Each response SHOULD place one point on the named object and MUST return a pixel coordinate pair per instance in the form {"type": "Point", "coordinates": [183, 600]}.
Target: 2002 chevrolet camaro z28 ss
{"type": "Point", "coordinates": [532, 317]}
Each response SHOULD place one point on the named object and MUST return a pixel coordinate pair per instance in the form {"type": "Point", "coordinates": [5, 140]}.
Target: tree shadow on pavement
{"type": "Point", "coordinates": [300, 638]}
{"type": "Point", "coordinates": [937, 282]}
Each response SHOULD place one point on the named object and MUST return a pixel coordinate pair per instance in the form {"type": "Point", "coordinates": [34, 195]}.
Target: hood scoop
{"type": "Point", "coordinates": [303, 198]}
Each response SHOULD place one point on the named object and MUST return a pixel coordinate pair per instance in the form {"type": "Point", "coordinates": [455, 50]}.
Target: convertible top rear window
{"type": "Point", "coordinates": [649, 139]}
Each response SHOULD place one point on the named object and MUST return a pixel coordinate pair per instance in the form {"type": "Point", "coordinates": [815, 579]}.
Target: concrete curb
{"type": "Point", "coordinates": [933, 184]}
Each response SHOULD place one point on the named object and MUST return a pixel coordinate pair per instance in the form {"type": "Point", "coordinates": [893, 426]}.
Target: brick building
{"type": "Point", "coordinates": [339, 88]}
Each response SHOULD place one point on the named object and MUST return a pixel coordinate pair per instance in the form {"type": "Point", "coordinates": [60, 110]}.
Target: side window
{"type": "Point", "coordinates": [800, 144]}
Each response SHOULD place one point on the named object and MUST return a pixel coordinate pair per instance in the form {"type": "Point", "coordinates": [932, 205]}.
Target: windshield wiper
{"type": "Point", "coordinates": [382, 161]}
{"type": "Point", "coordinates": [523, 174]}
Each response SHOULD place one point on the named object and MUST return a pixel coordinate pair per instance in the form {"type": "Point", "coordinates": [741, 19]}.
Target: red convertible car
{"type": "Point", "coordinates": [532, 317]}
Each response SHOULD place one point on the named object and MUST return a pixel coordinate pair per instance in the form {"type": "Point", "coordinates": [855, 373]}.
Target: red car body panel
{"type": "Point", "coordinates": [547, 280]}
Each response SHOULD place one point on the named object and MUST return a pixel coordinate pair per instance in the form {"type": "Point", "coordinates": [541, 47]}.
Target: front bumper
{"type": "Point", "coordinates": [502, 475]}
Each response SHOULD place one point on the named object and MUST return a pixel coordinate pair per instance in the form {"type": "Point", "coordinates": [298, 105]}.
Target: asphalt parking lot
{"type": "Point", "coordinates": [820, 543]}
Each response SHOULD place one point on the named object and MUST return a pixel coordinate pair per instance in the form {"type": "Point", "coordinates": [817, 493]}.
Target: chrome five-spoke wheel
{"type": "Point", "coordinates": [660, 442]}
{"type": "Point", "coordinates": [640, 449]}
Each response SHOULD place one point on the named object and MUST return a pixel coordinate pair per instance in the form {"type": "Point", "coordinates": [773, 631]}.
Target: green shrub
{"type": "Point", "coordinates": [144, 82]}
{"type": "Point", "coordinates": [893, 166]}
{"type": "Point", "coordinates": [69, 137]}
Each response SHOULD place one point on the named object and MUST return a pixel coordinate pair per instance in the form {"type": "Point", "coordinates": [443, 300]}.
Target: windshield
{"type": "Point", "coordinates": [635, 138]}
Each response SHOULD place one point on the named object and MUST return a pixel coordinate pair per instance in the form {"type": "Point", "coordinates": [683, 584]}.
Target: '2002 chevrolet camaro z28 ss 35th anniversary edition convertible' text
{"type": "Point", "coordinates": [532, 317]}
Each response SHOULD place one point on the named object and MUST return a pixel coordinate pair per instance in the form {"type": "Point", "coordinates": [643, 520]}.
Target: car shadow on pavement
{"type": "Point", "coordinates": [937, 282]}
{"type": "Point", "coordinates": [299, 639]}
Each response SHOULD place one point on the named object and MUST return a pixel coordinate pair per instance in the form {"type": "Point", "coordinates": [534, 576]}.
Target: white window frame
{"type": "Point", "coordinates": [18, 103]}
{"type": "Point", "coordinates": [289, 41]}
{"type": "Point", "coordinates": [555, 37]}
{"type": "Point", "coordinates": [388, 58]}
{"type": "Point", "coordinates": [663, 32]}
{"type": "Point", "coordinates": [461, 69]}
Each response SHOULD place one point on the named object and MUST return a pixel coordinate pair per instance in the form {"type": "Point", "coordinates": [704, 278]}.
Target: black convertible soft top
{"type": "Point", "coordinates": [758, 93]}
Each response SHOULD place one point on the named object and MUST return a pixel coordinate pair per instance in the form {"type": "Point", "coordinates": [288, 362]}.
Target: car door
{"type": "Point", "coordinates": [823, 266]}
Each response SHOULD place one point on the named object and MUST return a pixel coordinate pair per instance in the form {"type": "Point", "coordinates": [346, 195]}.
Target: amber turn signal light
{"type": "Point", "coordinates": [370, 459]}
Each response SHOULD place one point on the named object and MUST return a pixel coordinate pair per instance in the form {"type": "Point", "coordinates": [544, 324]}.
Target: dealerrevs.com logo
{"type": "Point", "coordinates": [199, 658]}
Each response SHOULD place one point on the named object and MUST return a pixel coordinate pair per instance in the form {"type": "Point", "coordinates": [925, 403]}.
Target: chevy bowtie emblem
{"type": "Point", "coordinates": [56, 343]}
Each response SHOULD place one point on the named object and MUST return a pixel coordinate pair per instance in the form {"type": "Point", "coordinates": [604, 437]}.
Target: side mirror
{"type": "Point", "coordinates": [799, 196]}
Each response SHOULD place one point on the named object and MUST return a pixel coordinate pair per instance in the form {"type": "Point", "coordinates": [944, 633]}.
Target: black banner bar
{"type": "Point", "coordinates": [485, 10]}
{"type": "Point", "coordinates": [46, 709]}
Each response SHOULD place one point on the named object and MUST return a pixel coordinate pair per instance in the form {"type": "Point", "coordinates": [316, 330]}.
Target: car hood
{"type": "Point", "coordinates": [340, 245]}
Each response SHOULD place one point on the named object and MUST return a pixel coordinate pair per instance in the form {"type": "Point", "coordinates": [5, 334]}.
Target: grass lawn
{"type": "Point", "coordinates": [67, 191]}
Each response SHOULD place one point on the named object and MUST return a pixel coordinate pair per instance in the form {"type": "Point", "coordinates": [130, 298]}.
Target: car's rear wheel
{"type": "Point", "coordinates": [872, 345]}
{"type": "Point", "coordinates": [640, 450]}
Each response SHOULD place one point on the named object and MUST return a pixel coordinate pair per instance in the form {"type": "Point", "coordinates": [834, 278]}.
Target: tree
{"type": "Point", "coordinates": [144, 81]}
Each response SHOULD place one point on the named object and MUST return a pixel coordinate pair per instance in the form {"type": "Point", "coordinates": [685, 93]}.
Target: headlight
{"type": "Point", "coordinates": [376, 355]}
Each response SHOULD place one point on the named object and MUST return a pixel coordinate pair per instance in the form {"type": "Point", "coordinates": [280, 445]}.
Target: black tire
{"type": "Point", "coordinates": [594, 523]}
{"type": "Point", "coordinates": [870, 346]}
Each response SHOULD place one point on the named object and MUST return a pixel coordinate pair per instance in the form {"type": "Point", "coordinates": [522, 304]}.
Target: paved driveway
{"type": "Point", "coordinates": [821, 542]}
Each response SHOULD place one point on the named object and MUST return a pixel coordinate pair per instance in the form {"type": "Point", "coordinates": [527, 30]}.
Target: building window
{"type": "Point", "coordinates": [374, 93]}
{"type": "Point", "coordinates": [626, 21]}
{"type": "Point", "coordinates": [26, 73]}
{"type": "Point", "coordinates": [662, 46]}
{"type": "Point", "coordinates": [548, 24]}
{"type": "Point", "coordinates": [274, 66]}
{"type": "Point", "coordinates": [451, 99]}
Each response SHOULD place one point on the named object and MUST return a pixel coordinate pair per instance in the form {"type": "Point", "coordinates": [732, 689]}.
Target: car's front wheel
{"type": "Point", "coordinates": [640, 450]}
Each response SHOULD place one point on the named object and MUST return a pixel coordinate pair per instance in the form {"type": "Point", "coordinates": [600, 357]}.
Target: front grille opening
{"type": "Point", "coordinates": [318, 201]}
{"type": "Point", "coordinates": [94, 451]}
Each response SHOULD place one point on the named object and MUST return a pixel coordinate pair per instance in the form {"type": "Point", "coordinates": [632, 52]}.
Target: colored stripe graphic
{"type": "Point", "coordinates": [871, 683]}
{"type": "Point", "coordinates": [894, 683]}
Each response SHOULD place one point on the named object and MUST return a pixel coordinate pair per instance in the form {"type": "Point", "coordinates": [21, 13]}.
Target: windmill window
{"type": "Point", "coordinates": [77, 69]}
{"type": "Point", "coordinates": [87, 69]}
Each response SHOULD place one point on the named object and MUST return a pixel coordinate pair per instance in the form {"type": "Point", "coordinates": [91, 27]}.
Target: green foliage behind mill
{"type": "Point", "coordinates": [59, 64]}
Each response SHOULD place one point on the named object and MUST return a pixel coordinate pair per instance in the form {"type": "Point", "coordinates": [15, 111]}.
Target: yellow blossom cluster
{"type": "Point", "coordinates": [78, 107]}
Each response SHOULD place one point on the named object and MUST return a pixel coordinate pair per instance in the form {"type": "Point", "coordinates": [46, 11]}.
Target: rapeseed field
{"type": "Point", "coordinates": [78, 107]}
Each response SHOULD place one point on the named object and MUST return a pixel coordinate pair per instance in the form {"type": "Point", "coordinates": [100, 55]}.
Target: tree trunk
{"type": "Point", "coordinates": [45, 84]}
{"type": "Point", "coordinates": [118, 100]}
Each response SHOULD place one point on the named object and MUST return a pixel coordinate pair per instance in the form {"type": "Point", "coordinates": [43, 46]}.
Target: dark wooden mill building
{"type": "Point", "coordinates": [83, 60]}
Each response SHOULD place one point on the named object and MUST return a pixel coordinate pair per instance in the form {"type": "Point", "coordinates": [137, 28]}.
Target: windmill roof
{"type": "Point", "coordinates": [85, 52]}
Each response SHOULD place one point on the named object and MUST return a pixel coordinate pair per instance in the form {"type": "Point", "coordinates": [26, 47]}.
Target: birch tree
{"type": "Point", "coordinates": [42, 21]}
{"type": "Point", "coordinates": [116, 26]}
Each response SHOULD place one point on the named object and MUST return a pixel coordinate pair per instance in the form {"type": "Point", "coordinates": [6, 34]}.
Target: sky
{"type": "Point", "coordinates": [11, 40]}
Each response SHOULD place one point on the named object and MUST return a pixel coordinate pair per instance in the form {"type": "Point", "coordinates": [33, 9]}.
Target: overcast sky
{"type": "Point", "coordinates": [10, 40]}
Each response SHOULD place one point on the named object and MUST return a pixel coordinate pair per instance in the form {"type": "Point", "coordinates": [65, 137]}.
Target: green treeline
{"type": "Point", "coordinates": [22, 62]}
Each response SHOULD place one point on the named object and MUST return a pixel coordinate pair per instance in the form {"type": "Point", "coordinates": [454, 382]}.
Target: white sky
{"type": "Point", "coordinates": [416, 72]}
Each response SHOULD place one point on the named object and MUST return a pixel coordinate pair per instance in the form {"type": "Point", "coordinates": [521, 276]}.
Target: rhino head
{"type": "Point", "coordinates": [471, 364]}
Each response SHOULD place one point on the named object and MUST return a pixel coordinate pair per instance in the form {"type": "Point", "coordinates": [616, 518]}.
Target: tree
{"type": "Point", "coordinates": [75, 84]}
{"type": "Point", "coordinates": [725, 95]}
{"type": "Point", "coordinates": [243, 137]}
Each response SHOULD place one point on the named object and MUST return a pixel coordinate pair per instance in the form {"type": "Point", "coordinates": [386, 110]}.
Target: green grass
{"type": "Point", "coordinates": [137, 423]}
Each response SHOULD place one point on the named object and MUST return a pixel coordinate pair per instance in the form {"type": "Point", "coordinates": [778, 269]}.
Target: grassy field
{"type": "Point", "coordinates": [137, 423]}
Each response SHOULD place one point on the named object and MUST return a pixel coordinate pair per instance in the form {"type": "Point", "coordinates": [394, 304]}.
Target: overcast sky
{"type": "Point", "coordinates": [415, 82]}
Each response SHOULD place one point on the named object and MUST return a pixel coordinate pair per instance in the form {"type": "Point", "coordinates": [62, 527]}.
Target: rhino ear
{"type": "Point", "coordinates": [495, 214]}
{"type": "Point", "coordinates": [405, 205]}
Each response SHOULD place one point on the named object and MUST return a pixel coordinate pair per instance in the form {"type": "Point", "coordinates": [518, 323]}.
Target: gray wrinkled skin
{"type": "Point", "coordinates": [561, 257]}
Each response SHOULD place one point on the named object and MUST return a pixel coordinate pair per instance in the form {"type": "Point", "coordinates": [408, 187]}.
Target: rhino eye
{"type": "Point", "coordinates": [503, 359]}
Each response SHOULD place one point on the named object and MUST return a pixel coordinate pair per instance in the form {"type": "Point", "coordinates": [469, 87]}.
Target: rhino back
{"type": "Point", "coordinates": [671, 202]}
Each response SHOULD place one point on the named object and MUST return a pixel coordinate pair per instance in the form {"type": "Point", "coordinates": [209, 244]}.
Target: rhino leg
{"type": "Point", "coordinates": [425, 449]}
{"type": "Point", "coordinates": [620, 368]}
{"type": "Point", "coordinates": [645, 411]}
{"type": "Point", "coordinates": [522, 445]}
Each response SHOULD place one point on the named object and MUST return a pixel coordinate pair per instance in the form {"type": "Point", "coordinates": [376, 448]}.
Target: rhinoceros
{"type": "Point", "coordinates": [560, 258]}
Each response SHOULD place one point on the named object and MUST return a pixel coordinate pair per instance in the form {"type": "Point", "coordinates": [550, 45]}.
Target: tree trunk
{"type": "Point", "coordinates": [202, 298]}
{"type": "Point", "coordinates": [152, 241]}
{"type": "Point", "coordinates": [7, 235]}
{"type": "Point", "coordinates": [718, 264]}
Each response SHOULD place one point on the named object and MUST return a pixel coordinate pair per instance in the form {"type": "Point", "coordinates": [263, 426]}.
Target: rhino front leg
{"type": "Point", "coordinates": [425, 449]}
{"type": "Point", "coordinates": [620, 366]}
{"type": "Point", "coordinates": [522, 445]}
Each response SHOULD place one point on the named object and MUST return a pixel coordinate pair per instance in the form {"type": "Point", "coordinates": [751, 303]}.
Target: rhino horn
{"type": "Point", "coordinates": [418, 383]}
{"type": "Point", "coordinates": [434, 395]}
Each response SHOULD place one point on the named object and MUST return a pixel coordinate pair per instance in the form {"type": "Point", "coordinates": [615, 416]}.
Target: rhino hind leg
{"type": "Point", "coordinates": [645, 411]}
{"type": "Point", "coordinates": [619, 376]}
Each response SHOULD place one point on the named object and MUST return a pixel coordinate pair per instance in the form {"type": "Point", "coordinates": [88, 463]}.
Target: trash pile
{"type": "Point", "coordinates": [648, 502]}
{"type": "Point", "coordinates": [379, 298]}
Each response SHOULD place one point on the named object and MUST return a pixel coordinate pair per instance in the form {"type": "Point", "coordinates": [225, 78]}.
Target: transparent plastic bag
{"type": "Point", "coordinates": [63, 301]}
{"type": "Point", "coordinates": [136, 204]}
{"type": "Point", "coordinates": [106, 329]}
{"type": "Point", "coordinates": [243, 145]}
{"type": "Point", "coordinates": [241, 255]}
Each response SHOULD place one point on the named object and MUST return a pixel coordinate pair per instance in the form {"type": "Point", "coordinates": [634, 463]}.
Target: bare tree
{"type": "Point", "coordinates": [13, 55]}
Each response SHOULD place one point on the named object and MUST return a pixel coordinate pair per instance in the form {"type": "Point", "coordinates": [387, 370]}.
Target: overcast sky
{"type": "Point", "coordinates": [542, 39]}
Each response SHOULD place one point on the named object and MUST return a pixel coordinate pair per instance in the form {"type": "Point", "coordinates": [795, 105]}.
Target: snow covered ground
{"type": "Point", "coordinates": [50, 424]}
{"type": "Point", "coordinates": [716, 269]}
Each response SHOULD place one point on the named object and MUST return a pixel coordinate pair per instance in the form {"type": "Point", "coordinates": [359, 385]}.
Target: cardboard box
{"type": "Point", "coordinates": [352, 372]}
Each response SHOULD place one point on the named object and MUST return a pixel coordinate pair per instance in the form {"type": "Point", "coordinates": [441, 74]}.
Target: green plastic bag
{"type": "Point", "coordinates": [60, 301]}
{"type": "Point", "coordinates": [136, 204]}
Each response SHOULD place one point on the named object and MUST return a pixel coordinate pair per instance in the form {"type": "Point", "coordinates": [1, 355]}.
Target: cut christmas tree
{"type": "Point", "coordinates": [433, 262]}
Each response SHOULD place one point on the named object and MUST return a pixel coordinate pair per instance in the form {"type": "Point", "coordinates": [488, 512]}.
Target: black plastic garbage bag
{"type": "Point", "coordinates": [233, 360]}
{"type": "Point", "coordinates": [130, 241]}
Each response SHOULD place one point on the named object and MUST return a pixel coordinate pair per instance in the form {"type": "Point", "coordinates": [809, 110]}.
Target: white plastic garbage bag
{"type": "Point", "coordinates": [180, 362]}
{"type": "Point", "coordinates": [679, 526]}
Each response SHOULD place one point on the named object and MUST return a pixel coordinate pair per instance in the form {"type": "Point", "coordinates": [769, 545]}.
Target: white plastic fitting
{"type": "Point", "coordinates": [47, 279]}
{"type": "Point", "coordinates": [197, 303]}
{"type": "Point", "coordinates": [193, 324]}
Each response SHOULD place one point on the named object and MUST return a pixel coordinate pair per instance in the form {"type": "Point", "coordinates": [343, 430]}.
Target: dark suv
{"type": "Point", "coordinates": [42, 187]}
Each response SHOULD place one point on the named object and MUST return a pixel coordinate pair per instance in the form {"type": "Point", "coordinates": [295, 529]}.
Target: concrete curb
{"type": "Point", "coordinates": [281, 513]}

INSTRUCTIONS FOR THE TASK: Would you retype the lines of the data above, from the one holding "Target: dark suv" through its final line, exactly and without adding any other line?

ANSWER BELOW:
Target: dark suv
{"type": "Point", "coordinates": [42, 187]}
Each response SHOULD place one point on the named object and MUST return a pixel coordinate pair per instance in the form {"type": "Point", "coordinates": [295, 529]}.
Target: concrete curb
{"type": "Point", "coordinates": [281, 513]}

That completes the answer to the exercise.